### Excerpts of pointing data:
▬▬▬

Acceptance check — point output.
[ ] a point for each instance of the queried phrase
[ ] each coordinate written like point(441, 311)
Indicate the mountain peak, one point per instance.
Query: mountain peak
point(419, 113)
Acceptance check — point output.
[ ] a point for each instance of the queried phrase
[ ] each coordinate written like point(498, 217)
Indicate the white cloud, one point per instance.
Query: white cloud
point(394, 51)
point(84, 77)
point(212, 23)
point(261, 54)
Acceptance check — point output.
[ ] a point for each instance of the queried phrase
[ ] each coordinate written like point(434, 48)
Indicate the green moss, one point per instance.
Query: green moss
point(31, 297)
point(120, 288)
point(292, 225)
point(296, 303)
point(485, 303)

▬▬▬

### DO THIS:
Revise all of the items above so that every "Indicate" becomes "Mark", and leave every other character as it stands.

### FINISHED TASK:
Acceptance check — point output.
[ ] a point for each instance of the queried phrase
[ ] each coordinate written like point(441, 311)
Mark the mountain peak, one point per instance.
Query: mountain peak
point(419, 113)
Acceptance check — point output.
[ ] a point for each instance of the queried phrase
[ ] each coordinate written like point(498, 217)
Mark the white cloud, one point per instance.
Query: white cloud
point(394, 51)
point(84, 77)
point(212, 23)
point(261, 54)
Acceptance check — point output.
[ ] a point for each instance of the queried phrase
[ ] each coordinate written like point(434, 48)
Mark the green moss, one point per instance.
Query: green moss
point(31, 297)
point(120, 288)
point(292, 225)
point(296, 303)
point(485, 303)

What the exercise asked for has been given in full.